→ EXTRACT TO READ:
OAI interface request, response, downloading data with python

This tutorial provides examples of queries via the OAI interface with Python. It deals with exemplary requests to the OAI-PMH interface of the Staatsbibliothek zu Berlin - PK. It also explains how to download the data and save it in a CSV file.

Setting up the working environment

Firstly, we set up the working environment by importing the required Python libraries. The "sickle" library is used for queries via the OAI interface, while the "etree" library is used for processing the XML data.
from sickle import Sickle
from lxml import etree

Querying all datasets

The OAI base URL of the Staatsbibliothek zu Berlin - PK is https://oai.sbb.berlin. Please note that the response output is limited to 10 answers for the sake of clarity. If you want to view all responses, delete the corresponding part of the code or place a # in front of the lines.
sickle = Sickle('https://oai.sbb.berlin')
oai_sets = sickle.ListSets()

→ DIRECTION A: Extract every line of the entries that contains the word "wooden".
The tutorial and the entries that come after it are separate and have no connection to each other.

→ RECORDED INFORMATION:
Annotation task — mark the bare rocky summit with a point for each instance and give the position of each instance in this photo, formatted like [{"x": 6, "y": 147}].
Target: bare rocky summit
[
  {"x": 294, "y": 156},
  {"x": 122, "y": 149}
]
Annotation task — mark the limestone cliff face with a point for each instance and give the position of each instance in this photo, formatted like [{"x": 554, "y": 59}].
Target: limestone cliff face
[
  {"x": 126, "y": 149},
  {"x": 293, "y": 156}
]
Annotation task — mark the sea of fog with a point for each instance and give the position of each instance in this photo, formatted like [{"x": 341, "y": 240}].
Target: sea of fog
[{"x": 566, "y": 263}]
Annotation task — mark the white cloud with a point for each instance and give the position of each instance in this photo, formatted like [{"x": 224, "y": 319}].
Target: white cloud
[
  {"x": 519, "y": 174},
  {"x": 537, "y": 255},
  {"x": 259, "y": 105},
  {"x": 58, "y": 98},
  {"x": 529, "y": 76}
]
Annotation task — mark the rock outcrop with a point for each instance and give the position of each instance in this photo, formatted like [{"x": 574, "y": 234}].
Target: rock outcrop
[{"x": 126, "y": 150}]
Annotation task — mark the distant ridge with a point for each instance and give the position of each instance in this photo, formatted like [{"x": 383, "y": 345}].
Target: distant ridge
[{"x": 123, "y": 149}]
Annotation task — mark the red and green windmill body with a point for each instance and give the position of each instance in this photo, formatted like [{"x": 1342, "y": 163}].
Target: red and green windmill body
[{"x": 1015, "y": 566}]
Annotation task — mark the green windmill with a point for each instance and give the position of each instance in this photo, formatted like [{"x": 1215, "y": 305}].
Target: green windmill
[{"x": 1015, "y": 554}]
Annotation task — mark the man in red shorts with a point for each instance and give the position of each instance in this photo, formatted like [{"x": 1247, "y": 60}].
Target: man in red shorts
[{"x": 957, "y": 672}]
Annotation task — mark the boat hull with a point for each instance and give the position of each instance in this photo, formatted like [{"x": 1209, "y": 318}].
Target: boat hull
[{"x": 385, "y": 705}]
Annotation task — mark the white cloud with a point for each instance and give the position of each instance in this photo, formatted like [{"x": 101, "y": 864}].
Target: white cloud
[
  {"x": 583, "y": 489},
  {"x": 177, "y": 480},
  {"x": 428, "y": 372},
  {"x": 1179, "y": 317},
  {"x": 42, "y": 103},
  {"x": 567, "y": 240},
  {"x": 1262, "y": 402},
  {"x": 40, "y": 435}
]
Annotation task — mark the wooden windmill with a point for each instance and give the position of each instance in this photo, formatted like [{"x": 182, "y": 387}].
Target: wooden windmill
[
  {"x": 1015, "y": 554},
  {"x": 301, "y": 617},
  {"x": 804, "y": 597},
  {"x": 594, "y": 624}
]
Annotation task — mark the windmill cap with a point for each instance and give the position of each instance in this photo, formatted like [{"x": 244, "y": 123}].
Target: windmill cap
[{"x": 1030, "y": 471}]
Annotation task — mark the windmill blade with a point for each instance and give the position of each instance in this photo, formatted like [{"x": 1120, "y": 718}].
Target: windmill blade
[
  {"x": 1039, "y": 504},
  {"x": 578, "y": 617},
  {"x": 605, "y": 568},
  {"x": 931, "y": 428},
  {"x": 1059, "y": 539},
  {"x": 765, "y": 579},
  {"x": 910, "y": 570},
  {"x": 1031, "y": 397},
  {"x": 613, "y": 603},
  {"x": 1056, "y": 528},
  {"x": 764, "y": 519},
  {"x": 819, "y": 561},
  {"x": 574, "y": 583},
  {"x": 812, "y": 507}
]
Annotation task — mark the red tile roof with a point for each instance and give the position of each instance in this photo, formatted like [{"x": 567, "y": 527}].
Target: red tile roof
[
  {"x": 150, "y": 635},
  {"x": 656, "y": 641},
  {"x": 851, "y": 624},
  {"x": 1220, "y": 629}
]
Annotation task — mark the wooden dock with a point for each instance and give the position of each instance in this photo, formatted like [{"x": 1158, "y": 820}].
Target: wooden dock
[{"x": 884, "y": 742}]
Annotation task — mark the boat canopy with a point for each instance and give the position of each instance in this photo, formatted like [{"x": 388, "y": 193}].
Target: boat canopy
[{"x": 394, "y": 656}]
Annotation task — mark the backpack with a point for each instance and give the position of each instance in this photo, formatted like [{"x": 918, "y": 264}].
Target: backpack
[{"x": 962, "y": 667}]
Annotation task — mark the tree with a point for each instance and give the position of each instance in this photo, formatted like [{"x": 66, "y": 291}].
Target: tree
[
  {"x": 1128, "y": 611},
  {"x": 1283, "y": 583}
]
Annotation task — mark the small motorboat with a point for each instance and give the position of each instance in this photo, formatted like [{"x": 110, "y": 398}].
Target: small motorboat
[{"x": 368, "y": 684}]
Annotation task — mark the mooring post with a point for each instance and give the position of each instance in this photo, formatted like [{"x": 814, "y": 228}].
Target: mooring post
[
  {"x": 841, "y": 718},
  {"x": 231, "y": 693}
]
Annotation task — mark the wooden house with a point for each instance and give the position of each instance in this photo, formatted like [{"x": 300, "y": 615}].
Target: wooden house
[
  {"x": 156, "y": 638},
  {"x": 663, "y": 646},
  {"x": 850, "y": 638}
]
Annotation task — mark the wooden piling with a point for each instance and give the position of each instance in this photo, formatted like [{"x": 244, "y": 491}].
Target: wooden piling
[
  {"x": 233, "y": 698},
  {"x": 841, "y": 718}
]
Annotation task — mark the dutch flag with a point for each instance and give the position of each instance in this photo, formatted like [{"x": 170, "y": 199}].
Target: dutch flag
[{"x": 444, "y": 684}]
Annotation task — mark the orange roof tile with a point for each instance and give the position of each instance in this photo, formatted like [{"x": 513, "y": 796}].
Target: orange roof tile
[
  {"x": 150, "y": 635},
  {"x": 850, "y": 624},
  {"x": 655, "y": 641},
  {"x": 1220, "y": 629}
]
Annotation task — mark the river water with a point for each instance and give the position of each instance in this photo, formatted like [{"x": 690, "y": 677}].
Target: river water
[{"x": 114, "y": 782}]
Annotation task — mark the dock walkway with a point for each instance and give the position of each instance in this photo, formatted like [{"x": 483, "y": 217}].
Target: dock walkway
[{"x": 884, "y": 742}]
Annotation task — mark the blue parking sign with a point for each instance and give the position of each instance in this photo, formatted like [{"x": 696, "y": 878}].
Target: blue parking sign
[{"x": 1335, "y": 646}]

→ DIRECTION B:
Answer these questions using the tutorial above:
(i) In what type of file does the tutorial explain how to save the downloaded data?
(ii) Which library is used for processing the XML data?
(iii) What is the OAI base URL of the Staatsbibliothek zu Berlin - PK?

→ CORRECT ANSWER A:
Annotation task — mark the wooden windmill with a point for each instance and give the position of each instance in this photo, formatted like [{"x": 182, "y": 387}].
Target: wooden windmill
Annotation task — mark the wooden dock with a point for each instance and give the position of each instance in this photo, formatted like [{"x": 1158, "y": 820}].
Target: wooden dock
Annotation task — mark the wooden house with a point for each instance and give the position of each instance in this photo, formatted like [{"x": 300, "y": 615}].
Target: wooden house
Annotation task — mark the wooden piling with a point for each instance and give the position of each instance in this photo, formatted like [{"x": 244, "y": 491}].
Target: wooden piling

→ CORRECT ANSWER B:
(i) A CSV file.
(ii) The "etree" library.
(iii) https://oai.sbb.berlin